> **Brief**: Extract, unchanged, the lines of the outline records beginning with the line that contains "Trace the outline of every instance of the car" and continuing through the final line.

(Outline records)
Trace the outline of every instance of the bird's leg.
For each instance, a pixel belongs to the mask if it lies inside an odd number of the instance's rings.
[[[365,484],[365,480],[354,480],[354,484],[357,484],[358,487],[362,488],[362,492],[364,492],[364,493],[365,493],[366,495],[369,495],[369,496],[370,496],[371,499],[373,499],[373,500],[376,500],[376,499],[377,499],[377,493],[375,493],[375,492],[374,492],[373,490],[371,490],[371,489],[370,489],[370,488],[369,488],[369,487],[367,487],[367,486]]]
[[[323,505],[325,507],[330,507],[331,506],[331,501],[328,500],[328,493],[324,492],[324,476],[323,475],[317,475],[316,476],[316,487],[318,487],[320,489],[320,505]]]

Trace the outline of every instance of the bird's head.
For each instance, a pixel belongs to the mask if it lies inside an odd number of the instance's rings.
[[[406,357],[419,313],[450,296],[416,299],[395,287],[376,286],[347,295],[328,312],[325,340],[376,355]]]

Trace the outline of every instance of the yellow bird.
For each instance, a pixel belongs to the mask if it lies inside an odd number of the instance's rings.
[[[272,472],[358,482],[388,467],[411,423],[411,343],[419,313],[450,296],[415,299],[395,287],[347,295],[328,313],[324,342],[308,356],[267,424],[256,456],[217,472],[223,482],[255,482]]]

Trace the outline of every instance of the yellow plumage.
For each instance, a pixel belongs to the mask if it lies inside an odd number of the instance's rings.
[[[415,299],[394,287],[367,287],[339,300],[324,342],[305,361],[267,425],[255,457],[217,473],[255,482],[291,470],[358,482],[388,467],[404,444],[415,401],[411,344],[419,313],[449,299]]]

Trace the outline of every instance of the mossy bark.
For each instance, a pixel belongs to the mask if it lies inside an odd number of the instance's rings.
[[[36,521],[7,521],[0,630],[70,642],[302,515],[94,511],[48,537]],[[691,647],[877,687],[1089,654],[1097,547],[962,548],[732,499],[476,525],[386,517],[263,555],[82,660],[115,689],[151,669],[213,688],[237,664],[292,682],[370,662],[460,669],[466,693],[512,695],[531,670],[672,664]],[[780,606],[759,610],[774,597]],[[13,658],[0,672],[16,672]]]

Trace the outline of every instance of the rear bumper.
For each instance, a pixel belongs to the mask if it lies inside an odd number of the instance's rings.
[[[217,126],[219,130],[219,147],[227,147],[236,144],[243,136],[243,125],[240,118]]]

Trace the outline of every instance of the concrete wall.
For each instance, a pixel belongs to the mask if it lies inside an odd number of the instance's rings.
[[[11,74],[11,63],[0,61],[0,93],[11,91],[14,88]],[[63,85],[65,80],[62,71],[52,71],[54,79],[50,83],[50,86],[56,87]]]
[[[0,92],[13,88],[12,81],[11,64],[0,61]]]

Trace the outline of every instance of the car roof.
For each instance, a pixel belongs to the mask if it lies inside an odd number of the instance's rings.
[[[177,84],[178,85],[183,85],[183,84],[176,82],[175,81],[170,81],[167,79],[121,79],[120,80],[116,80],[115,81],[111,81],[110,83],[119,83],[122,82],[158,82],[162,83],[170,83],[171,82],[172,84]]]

> **Completed exercise**:
Trace the outline of every instance of the car roof.
For each instance, a pixel belongs to the mask if it lies inside an odd number of the instance's rings.
[[[177,84],[178,85],[183,85],[183,84],[176,82],[175,81],[170,81],[167,79],[121,79],[120,80],[116,80],[115,81],[111,81],[110,83],[119,83],[122,82],[158,82],[162,83],[170,83],[171,82],[172,84]]]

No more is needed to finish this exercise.